• Reading passage:
= Beginning of Section =
YJ ZHANG  Identity Verified
United States
Local time: 17:20
English to Chinese
+ ...
can a freelancer make 15,000 RMB in China? Nov 12, 2015

If a freelancer charges 0.30 RMB per word, He/She needs to translate 50,000 words in order to make 15,000 RMB each month. Assume the average output is 300 words per hour, that demands 167 hours per month, a closer number to the monthly office working hour. Is 0.30 RMB a fair rate in China? If so, 15,000 RMB is quite reasonable for an in-house translator. I saw some 0.10 RMB offers on line, for the 0.10 RMB rate, a freelancer has to translate 150,000 words, works 500 hours to make 15,000 RMB.

 

Preston Decker  Identity Verified
United States
Local time: 17:20
Chinese to English
Right on Nov 12, 2015

ysun wrote:

上月我陪国内的几位亲戚在美国各地游览了三星期。将国内外的物价、房价作了对比之后,有位亲戚感叹地说,中国以前是实行“低工资、低消费”,说是绝不实行美国的“高工资、高消费”;可现在,我看中国是“低工资、高消费”,而美国却是“高工资、低消费”。尽管这种说法也不见得全面,但中国物价涨势猛于虎的状况,却也可见一斑。

例:北京海淀学院路2室 1厅,房租5500 元/月(20多年前我在那一带住时,每月房租、水电气加起来总共不到工资的十分之一):
http://bj.58.com/zufang/23841145787961x.shtml?PGTID=14470896925870.8480949969962239&ClickID=1&iuType=x_1



It really is incredible how expensive China is now. Just as a small example--owning a car. We bought a car last year in China, probably paid at least as much (maybe a bit more) in USD than we would have in the US for this model (of course ours was manufactured by a Chinese/foreign joint investment, not the original manufacturer). When we fill up at the gas station we're paying, by my very rough estimations, roughly 1/3 more in USD than we would in the US. We took a trip last year from Xilinhot 锡林浩特to Zhangjiakou 张家口 on the expressway that cost roughly 150 RMB in tolls (plus or minus a little, my memory fails me)--more in USD than it would have on even the most expensive US highways.
= End of Section =
• What to do:
**A)** Decide whether each statement agrees with the forum thread on translation rates and living costs in China. Answer yes or no, and quote the words from the thread that decide it.
(i) A freelancer charging 0.30 RMB per word must translate 50,000 words to earn 15,000 RMB a month.
(ii) The car bought in China was made by the original manufacturer.
(iii) Filling up at a gas station in China costs about a third less in USD than in the US.
**B)** Write the next few sentences of the forum thread on translation rates and living costs in China, starting right after its last sentence.

• Information shown:
= Beginning of Section =
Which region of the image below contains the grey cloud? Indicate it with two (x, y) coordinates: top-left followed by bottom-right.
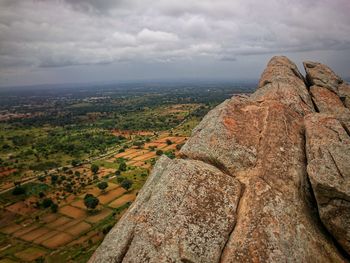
(0, 0), (350, 85)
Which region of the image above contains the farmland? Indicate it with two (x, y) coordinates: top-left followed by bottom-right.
(0, 83), (253, 263)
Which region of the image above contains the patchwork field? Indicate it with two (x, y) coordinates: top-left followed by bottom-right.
(0, 133), (187, 263)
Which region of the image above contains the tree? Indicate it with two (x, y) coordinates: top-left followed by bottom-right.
(119, 162), (126, 171)
(84, 194), (100, 210)
(41, 198), (53, 208)
(72, 159), (80, 167)
(91, 164), (100, 174)
(12, 185), (26, 195)
(121, 179), (132, 191)
(97, 182), (108, 193)
(51, 174), (58, 184)
(50, 203), (58, 213)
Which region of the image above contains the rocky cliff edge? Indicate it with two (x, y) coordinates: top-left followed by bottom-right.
(90, 56), (350, 263)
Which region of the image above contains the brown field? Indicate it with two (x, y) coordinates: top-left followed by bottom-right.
(47, 216), (72, 228)
(112, 130), (154, 137)
(70, 199), (86, 209)
(13, 224), (39, 237)
(15, 247), (46, 262)
(0, 168), (17, 177)
(6, 201), (37, 215)
(59, 205), (86, 219)
(133, 152), (157, 161)
(114, 149), (139, 158)
(85, 208), (112, 223)
(98, 187), (126, 204)
(97, 168), (115, 178)
(65, 221), (91, 237)
(58, 219), (82, 231)
(41, 232), (74, 249)
(60, 194), (75, 206)
(33, 230), (59, 244)
(20, 227), (51, 242)
(109, 194), (136, 208)
(106, 182), (119, 192)
(0, 210), (17, 227)
(69, 231), (98, 246)
(0, 258), (16, 263)
(79, 186), (101, 198)
(41, 213), (59, 223)
(124, 150), (148, 160)
(0, 223), (22, 234)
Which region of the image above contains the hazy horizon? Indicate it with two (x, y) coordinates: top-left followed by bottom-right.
(0, 0), (350, 87)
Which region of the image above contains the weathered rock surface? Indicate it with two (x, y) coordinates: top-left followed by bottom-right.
(303, 61), (343, 94)
(305, 59), (350, 254)
(305, 114), (350, 254)
(90, 57), (350, 263)
(90, 157), (241, 262)
(310, 86), (349, 115)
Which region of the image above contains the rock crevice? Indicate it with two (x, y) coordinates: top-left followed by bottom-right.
(90, 57), (350, 263)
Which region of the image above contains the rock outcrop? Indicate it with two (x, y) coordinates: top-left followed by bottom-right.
(90, 57), (350, 263)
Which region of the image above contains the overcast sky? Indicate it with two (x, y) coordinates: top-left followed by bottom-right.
(0, 0), (350, 86)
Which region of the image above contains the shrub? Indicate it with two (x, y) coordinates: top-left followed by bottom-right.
(12, 185), (26, 195)
(121, 179), (132, 191)
(50, 203), (58, 213)
(84, 194), (100, 210)
(119, 162), (126, 171)
(91, 164), (100, 174)
(97, 182), (108, 192)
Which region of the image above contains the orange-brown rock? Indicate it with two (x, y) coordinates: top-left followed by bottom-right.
(310, 86), (349, 114)
(90, 57), (350, 263)
(305, 114), (350, 254)
(303, 61), (343, 94)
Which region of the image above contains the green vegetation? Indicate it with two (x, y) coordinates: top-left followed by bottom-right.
(84, 194), (100, 210)
(97, 182), (108, 192)
(120, 179), (132, 191)
(0, 84), (253, 263)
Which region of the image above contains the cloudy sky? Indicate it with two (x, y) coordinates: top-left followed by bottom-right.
(0, 0), (350, 86)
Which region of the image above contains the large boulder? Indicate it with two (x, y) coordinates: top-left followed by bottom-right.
(91, 57), (350, 263)
(303, 61), (343, 94)
(305, 114), (350, 254)
(91, 157), (241, 263)
(310, 86), (350, 115)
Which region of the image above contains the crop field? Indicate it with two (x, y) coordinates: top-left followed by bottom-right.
(0, 84), (252, 263)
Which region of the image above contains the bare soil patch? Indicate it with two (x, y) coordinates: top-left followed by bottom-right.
(47, 216), (72, 229)
(0, 223), (22, 234)
(69, 231), (98, 246)
(41, 213), (59, 223)
(6, 201), (37, 215)
(114, 149), (138, 158)
(79, 187), (101, 198)
(133, 152), (157, 161)
(59, 219), (82, 231)
(65, 221), (91, 237)
(33, 230), (59, 244)
(70, 199), (86, 209)
(15, 247), (46, 261)
(85, 208), (112, 223)
(59, 205), (86, 219)
(20, 227), (51, 242)
(98, 187), (126, 204)
(41, 232), (74, 249)
(13, 224), (39, 237)
(108, 194), (136, 208)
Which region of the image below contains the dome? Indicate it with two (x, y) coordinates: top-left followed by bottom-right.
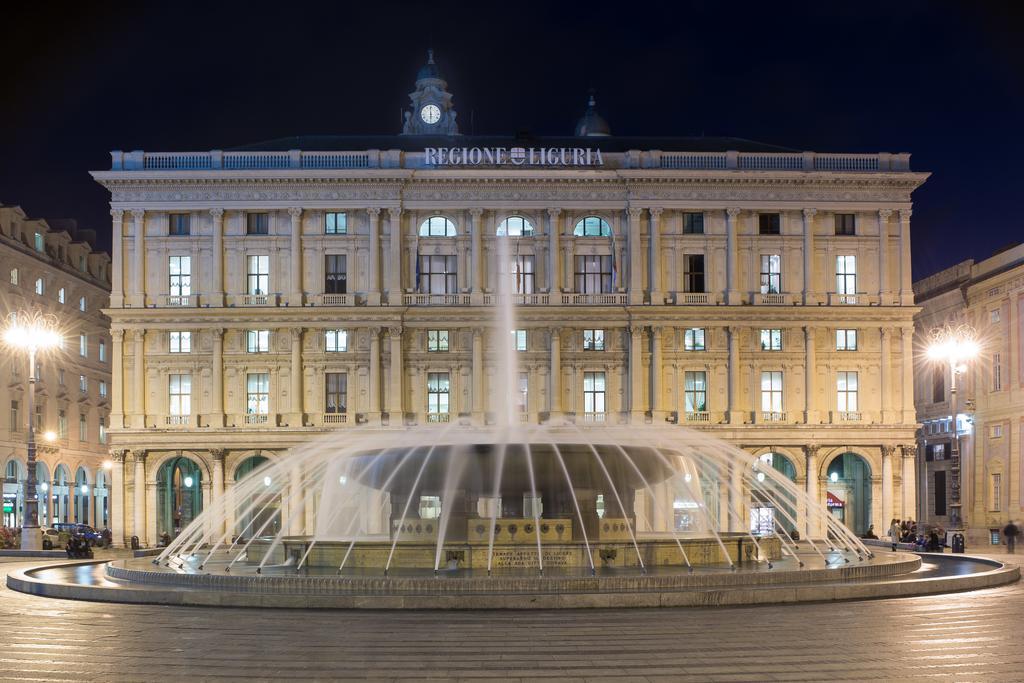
= End of Section =
• Answers in order:
**A)**
(i) Yes: "He/She needs to translate 50,000 words in order to make 15,000 RMB each month"
(ii) No: "ours was manufactured by a Chinese/foreign joint investment, not the original manufacturer"
(iii) No: "roughly 1/3 more in USD than we would in the US"

**B)**
Again, all of this cost the same or more IN USD than in the United States. Then you add in all the areas where costs are cheaper in USD than in the United States, but still more relatively speaking if you go by what people are really earning. In our city I'd say the median wage is 3-4000 RMB a month, and the cost of a nice dinner buffet is 60 RMB, brand clothes 5-800 RMB, shoes 5-800 RMB, our gym membership 1800 RMB a year. All of these blow away what someone in America earning 3-4000 USD would be willing/able to pay for the same goods and services in equivalent USD--your average American shells out no more than 25 USD for a buffet, 150 for brand clothes, 100 for shoes, and no more than 800 dollars a year on a gym membership (I pay $10 a month). As all of you in the Chinese forum know, it's really an amazing situation, and I just don't see how China can afford to continue down the low income, expensive road it's on right now. Either something will change, or China's economy will really have some problems in 10-20 years when the older generation's savings are gone.

Returning to the OP's question, here's another article from the same website that takes a stab at estimating the cost of living in a large city: http://www.echinacities.com/Beijing/city-guide/Budgeting-in-Beijing-Living-on-10000-Yuan-per-Month

[Edited at 2015-11-12 23:49 GMT]


 

ysun  Identity Verified
United States
Local time: 16:20
English to Chinese
+ ...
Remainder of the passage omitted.